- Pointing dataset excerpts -
============
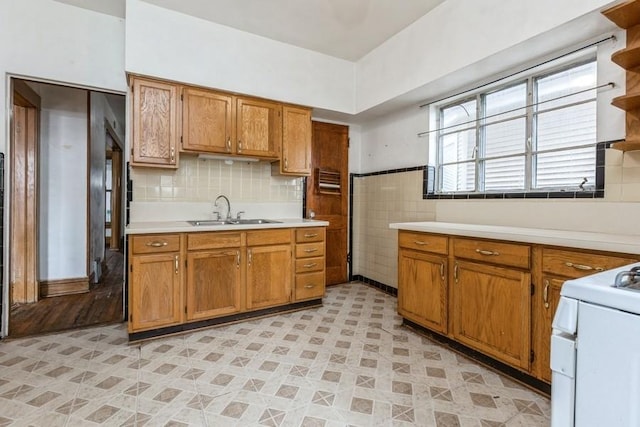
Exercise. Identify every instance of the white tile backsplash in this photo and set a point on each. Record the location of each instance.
(199, 180)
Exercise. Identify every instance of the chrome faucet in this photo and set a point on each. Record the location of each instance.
(222, 196)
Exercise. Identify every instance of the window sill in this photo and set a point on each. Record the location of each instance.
(597, 194)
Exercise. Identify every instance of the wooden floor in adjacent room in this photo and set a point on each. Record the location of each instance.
(101, 305)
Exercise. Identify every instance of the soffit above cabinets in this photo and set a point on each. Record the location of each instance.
(347, 29)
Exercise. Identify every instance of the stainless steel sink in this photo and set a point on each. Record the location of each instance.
(254, 221)
(210, 222)
(207, 222)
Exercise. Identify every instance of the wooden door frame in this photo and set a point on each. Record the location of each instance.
(23, 184)
(116, 186)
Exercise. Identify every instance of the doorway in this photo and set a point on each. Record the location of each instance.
(327, 193)
(74, 279)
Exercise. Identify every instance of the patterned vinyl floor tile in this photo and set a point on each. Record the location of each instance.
(348, 363)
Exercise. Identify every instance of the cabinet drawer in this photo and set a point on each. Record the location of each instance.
(578, 264)
(307, 250)
(309, 285)
(304, 235)
(155, 243)
(196, 241)
(269, 237)
(493, 252)
(423, 242)
(305, 265)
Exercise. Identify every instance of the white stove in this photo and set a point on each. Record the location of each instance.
(595, 351)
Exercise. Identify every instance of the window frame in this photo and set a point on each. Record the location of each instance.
(530, 142)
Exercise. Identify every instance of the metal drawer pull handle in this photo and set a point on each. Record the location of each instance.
(583, 267)
(156, 244)
(545, 294)
(483, 252)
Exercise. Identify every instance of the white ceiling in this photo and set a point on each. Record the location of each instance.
(347, 29)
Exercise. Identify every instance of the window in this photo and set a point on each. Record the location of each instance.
(536, 134)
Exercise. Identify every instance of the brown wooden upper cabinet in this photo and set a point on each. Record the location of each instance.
(216, 122)
(296, 141)
(165, 114)
(154, 123)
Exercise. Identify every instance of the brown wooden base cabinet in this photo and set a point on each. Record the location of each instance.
(192, 277)
(310, 267)
(269, 269)
(155, 267)
(497, 298)
(214, 275)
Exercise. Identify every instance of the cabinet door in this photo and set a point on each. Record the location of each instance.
(155, 132)
(550, 296)
(207, 121)
(422, 289)
(269, 273)
(296, 141)
(213, 283)
(258, 127)
(492, 311)
(154, 291)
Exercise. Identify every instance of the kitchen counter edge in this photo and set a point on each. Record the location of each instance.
(628, 244)
(157, 227)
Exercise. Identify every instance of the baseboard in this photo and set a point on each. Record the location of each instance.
(55, 288)
(390, 290)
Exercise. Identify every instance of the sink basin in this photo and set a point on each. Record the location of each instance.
(254, 221)
(206, 222)
(209, 222)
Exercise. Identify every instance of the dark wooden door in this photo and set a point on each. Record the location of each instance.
(327, 192)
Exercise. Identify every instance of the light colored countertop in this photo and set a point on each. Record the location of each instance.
(628, 244)
(185, 227)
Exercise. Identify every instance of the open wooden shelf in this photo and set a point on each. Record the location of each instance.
(625, 15)
(628, 58)
(628, 102)
(629, 145)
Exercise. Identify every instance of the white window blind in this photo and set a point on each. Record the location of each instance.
(532, 135)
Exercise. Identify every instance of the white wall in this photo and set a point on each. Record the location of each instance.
(62, 183)
(179, 47)
(459, 33)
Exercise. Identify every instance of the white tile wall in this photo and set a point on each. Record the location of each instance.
(379, 200)
(199, 180)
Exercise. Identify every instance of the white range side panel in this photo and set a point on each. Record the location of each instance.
(179, 47)
(62, 235)
(608, 367)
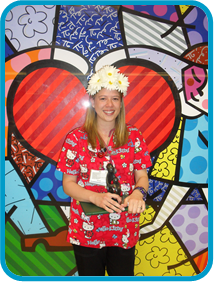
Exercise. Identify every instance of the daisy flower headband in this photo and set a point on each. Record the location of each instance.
(108, 77)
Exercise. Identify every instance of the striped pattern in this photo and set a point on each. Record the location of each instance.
(142, 31)
(149, 104)
(176, 194)
(48, 103)
(201, 261)
(38, 263)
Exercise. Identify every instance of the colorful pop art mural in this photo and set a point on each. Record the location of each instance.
(50, 52)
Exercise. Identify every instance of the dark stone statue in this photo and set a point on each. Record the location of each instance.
(113, 185)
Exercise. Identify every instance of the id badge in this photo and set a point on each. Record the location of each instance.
(98, 177)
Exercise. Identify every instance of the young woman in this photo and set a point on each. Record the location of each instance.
(105, 242)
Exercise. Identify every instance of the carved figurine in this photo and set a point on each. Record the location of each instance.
(113, 185)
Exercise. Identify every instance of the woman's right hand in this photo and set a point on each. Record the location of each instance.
(107, 202)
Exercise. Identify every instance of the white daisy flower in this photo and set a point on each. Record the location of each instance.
(108, 77)
(122, 83)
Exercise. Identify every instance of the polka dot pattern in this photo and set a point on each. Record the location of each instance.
(194, 165)
(191, 224)
(50, 181)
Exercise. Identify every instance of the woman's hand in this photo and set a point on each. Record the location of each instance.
(107, 202)
(135, 202)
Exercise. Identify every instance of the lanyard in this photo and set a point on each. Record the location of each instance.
(101, 154)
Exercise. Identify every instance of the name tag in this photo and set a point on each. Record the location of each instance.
(98, 177)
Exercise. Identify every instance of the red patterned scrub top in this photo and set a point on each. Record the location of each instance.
(78, 158)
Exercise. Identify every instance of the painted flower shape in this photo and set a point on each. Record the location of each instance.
(32, 22)
(161, 170)
(157, 256)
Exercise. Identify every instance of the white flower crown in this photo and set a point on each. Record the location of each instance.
(108, 77)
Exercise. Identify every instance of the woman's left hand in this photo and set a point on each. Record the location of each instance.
(134, 202)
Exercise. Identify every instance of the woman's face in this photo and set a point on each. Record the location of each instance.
(107, 104)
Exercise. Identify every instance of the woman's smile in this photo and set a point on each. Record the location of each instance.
(107, 104)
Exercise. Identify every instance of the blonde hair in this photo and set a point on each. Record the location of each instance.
(121, 131)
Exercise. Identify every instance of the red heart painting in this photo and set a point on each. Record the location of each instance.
(48, 103)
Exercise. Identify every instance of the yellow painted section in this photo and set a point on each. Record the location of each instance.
(161, 255)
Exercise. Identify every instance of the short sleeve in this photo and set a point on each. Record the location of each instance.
(142, 159)
(69, 157)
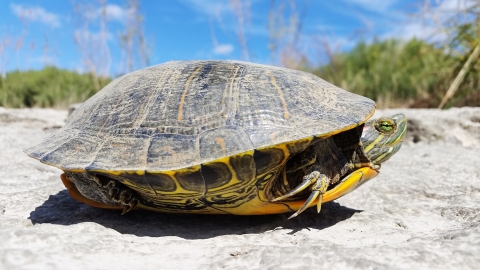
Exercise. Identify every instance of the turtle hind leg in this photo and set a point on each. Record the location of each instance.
(319, 185)
(100, 191)
(121, 194)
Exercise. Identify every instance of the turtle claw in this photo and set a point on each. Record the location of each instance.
(129, 206)
(122, 195)
(319, 188)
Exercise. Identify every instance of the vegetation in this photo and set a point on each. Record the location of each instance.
(49, 87)
(392, 72)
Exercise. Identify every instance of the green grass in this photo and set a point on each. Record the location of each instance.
(392, 72)
(49, 87)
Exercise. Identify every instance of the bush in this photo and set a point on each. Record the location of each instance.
(392, 72)
(49, 87)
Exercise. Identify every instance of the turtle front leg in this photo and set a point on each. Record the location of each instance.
(319, 183)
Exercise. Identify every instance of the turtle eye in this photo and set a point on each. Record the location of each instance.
(385, 126)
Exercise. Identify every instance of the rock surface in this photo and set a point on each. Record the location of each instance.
(422, 211)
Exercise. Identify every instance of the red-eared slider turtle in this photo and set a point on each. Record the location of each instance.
(219, 137)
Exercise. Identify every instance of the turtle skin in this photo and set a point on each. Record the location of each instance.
(211, 137)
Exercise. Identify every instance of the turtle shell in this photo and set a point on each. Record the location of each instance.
(192, 126)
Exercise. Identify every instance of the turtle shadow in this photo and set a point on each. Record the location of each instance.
(61, 209)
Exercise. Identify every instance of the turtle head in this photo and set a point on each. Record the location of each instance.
(383, 137)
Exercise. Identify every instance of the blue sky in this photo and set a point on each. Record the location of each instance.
(38, 33)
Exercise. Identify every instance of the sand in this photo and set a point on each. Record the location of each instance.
(422, 211)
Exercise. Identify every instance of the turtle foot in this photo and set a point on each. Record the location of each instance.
(319, 183)
(122, 195)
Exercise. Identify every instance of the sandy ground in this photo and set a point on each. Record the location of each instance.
(423, 211)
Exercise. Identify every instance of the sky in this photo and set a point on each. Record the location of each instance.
(35, 33)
============
- What is asked -
Please retype, exactly as written, every line from the line containing "Exercise. Identify every instance of the sand in" through the last line of the records above, including both of those lines, and nothing else.

- Solution -
Exercise. Identify every instance of the sand in this photo and set a point on each. Record the location of each instance.
(422, 211)
Exercise. Identify every instance of the turtle foot in this photo and set a point on each. Record the location of each instance.
(319, 183)
(122, 195)
Exercise. Identify every instance of the sandy ground in this photo and set a point on each. Record the location of each instance.
(423, 211)
Exercise. Identify every instance of the sky in this photo and set a point on each. Record the location of each instance.
(35, 33)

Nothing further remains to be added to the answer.